[Dataset entries]

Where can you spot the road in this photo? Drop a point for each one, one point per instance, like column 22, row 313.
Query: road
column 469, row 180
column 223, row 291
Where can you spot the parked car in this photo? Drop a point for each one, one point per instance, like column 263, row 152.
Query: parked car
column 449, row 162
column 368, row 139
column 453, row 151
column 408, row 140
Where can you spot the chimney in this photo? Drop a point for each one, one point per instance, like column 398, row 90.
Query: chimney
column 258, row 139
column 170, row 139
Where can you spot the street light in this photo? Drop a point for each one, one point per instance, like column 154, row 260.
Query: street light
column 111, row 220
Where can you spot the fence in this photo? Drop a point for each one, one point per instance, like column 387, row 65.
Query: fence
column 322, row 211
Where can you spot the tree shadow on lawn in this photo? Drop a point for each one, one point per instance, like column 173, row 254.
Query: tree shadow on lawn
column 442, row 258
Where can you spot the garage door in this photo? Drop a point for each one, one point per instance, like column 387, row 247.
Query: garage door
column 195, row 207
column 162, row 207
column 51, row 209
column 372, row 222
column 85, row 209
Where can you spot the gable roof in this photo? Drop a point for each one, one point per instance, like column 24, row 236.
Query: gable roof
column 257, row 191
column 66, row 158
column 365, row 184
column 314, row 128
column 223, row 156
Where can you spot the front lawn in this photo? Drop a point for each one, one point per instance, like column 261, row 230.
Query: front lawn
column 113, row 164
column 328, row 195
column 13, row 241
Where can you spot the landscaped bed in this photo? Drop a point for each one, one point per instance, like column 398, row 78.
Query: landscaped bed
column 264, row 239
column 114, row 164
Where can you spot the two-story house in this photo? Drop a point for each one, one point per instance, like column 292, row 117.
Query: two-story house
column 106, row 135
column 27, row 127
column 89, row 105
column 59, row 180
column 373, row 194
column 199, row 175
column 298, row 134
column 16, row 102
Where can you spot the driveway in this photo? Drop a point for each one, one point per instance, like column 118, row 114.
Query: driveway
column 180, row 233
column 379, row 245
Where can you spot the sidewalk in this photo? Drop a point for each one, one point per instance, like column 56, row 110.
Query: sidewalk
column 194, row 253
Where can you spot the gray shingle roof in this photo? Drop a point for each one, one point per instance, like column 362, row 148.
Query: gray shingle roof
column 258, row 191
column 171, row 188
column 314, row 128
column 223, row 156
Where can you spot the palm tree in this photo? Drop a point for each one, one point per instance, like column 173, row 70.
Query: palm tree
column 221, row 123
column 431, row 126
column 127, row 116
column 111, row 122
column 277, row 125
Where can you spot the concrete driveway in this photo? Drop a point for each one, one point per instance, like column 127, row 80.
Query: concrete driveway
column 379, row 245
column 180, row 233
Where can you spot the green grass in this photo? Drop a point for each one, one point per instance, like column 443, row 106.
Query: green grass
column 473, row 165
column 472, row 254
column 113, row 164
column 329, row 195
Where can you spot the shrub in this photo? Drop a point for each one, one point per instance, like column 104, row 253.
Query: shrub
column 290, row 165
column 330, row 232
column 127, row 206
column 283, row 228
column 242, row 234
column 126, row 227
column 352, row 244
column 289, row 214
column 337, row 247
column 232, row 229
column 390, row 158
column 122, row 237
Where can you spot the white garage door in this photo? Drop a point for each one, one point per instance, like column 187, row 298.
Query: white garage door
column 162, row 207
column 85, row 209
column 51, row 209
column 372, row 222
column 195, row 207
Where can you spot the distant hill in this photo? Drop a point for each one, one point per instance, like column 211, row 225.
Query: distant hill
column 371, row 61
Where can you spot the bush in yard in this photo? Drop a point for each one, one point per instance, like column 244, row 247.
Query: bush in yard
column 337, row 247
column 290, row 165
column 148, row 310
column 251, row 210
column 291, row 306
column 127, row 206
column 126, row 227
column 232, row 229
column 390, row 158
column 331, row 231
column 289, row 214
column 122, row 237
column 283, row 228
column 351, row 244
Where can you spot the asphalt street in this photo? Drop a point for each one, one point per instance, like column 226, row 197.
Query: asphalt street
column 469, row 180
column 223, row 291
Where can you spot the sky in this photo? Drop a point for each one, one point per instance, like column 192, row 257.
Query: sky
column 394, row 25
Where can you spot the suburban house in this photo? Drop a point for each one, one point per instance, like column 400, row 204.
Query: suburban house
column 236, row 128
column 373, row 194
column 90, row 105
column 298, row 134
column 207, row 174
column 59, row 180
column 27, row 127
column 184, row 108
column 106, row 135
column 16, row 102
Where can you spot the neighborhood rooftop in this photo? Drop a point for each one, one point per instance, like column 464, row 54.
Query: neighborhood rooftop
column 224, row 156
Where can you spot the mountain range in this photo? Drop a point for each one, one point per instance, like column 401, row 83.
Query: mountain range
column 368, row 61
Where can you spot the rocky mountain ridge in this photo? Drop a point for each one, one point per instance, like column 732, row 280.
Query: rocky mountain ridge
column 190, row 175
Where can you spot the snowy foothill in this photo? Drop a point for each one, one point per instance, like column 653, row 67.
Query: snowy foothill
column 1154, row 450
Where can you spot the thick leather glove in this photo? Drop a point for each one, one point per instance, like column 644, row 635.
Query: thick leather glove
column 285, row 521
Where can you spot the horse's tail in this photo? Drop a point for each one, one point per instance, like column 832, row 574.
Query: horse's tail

▸ Request
Format each line of the records above as an item in a numbered list, omitting any blank lines.

▸ The reply
1. Where can you spot the road in this photo? Drop a point for each one, one point per instance, like column 22, row 313.
2. Query: road
3. column 469, row 180
4. column 223, row 291
5. Where can you spot the parked car in this photo? Drop a point for each one, one point per instance, like column 263, row 152.
6. Query: parked car
7. column 449, row 162
8. column 368, row 139
9. column 453, row 151
10. column 408, row 140
11. Where can you spot the chimney in this photo? Drop a point for each one, one point per instance, like column 398, row 90.
12. Query: chimney
13. column 258, row 139
14. column 170, row 139
15. Where can you spot the street light in this photo? Drop a point for each one, one point per instance, like column 154, row 260.
16. Query: street light
17. column 111, row 220
18. Where can you spot the fence in this photo? Drop a point for each one, one point per instance, like column 387, row 65.
19. Query: fence
20. column 322, row 211
21. Where can you spot the tree shadow on lawn in this photo? Drop a point for each one, one point per instance, like column 173, row 254.
22. Query: tree shadow on lawn
23. column 442, row 258
24. Where can you spot the garage door in this photo? Drop a point for each one, one point per instance, like column 387, row 247.
25. Query: garage door
26. column 195, row 207
27. column 162, row 207
28. column 51, row 209
29. column 372, row 222
30. column 85, row 209
31. Where can you spot the gable roof in this photo? Drop a point for each one, one point per instance, like column 24, row 236.
32. Query: gable roof
33. column 257, row 191
34. column 66, row 158
35. column 365, row 184
36. column 314, row 128
37. column 223, row 156
38. Where can you spot the front lawn in this photo? Drop a point for each one, one point per instance, like column 261, row 230.
39. Query: front lawn
40. column 113, row 164
41. column 328, row 195
42. column 13, row 241
43. Where can you spot the landscaped bed in this photo? Drop a point for each one, one point per instance, like column 398, row 78.
44. Query: landscaped bed
45. column 264, row 239
46. column 114, row 164
47. Where can you spot the two-story house in this photo? Drop a point for each one, one point per instance, like column 292, row 117.
48. Query: two-story house
49. column 106, row 135
50. column 27, row 127
51. column 89, row 105
52. column 59, row 180
53. column 373, row 194
54. column 199, row 175
55. column 298, row 134
56. column 16, row 102
57. Where can you spot the driveway in this photo? Drop a point for each one, one point per instance, like column 118, row 114.
58. Query: driveway
59. column 180, row 233
60. column 379, row 245
61. Where can you spot the sidewalk in this photo? Drop a point for each one, one point per instance, like column 56, row 110.
62. Query: sidewalk
63. column 194, row 253
64. Where can you spot the gray shingle roof in this photo? Drop a point for each one, one point per instance, like column 362, row 148.
65. Query: gray shingle roof
66. column 258, row 191
67. column 171, row 188
68. column 314, row 128
69. column 223, row 156
70. Where can you spot the palm tree in this photo? Drop a point for each one, one point per instance, like column 173, row 70.
71. Query: palm tree
72. column 221, row 123
73. column 431, row 126
74. column 127, row 116
75. column 111, row 122
76. column 277, row 125
77. Where can you spot the concrete driveway in this photo? Drop a point for each one, one point per instance, like column 127, row 80.
78. Query: concrete driveway
79. column 379, row 245
80. column 180, row 233
81. Where can you spot the green grass in this photo? Drop a point for each one, one point per instance, like column 443, row 106.
82. Query: green grass
83. column 473, row 165
84. column 472, row 254
85. column 113, row 164
86. column 329, row 195
87. Where can you spot the shrub in this photo? Drop a point for each one, one point per instance, like column 104, row 253.
88. Query: shrub
89. column 290, row 165
90. column 330, row 232
91. column 127, row 206
92. column 283, row 228
93. column 242, row 234
94. column 126, row 227
95. column 352, row 244
96. column 289, row 214
97. column 337, row 247
98. column 232, row 229
99. column 390, row 158
100. column 122, row 237
101. Where can you spot the white garage door in this photo? Drop a point for each one, one point per instance, like column 187, row 298.
102. Query: white garage door
103. column 162, row 207
104. column 85, row 209
105. column 51, row 209
106. column 372, row 222
107. column 195, row 207
108. Where can you spot the distant hill in this photo? Drop a point for each one, one point per instance, like column 211, row 225.
109. Query: distant hill
110. column 371, row 61
111. Where can you spot the bush in yard in this photo? Drop a point for each one, one point per instance, like column 244, row 247.
112. Query: bush in yard
113. column 337, row 247
114. column 290, row 165
115. column 148, row 310
116. column 251, row 210
117. column 291, row 306
118. column 127, row 206
119. column 126, row 227
120. column 232, row 229
121. column 390, row 158
122. column 331, row 231
123. column 289, row 214
124. column 122, row 237
125. column 283, row 228
126. column 351, row 244
127. Where can you spot the asphalt street in this photo? Drop a point for each one, one point per instance, like column 226, row 197.
128. Query: asphalt street
129. column 469, row 180
130. column 223, row 291
131. Where can you spot the sky in this photo? Drop a point for each one, one point per instance, like column 192, row 257.
132. Query: sky
133. column 394, row 25
134. Where can you spot the suburban house in this photo? Drop a point for each one, one point per instance, like column 400, row 204.
135. Query: suburban house
136. column 236, row 128
137. column 373, row 194
138. column 90, row 105
139. column 298, row 134
140. column 207, row 174
141. column 59, row 180
142. column 27, row 127
143. column 184, row 108
144. column 106, row 135
145. column 16, row 102
146. Where can you spot the neighborhood rooftop in this photo? Drop a point for each one, one point per instance, like column 464, row 54.
147. Query: neighborhood rooftop
148. column 224, row 156
149. Where can you spot the mountain range in this photo? Drop a point for each one, one point per instance, like column 401, row 83.
150. Query: mountain range
151. column 368, row 61
152. Where can you spot the rocky mountain ridge in this photo? Drop a point for each one, one point per instance, like column 732, row 280.
153. Query: rocky mountain ridge
154. column 190, row 175
155. Where can you spot the snowy foothill in this photo? Drop a point for each one, one point per instance, like column 653, row 67.
156. Query: snowy foothill
157. column 1154, row 450
158. Where can you spot the thick leather glove in this photo? Drop a point for each one, one point per instance, like column 644, row 635.
159. Query: thick leather glove
160. column 285, row 521
161. Where can you spot the horse's tail in this photo? Drop a point for each one, one point per instance, like column 832, row 574.
162. Query: horse's tail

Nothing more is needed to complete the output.